BEGIN Information given

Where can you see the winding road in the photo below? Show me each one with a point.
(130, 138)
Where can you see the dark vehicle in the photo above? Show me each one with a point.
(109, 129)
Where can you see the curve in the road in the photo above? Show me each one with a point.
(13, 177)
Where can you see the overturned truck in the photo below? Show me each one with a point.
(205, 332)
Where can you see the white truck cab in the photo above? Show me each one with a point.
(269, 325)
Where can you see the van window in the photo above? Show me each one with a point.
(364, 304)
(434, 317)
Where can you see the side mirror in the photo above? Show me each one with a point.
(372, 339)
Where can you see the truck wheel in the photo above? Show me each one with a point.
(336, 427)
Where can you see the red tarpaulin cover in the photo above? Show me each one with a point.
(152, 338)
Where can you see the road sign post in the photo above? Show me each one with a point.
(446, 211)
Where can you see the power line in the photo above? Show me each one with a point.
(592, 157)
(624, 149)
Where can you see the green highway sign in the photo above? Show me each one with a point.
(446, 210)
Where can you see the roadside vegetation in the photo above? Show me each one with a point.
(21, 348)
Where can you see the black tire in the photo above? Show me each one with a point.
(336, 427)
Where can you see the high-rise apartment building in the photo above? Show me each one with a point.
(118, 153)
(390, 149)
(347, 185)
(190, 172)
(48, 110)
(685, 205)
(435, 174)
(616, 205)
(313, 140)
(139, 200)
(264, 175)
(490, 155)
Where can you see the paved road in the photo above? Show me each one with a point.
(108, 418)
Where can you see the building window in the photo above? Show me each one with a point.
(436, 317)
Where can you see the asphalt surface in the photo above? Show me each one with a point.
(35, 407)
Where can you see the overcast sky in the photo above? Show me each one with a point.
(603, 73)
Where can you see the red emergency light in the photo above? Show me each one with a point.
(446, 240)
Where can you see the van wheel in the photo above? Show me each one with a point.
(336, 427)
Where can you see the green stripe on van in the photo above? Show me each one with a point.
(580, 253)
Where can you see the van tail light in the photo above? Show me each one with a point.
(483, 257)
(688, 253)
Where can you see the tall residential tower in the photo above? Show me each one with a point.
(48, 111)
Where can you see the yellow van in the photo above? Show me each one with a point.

END Information given

- What you have to do
From the line containing "Where can you see the tall" through the last line of the records above, reproduce every line exactly.

- Answer box
Where can you see the tall residential tower in the photo above? Show me each one with a point.
(48, 111)
Where can you see the yellow van in the photo above? Show me each one with a point.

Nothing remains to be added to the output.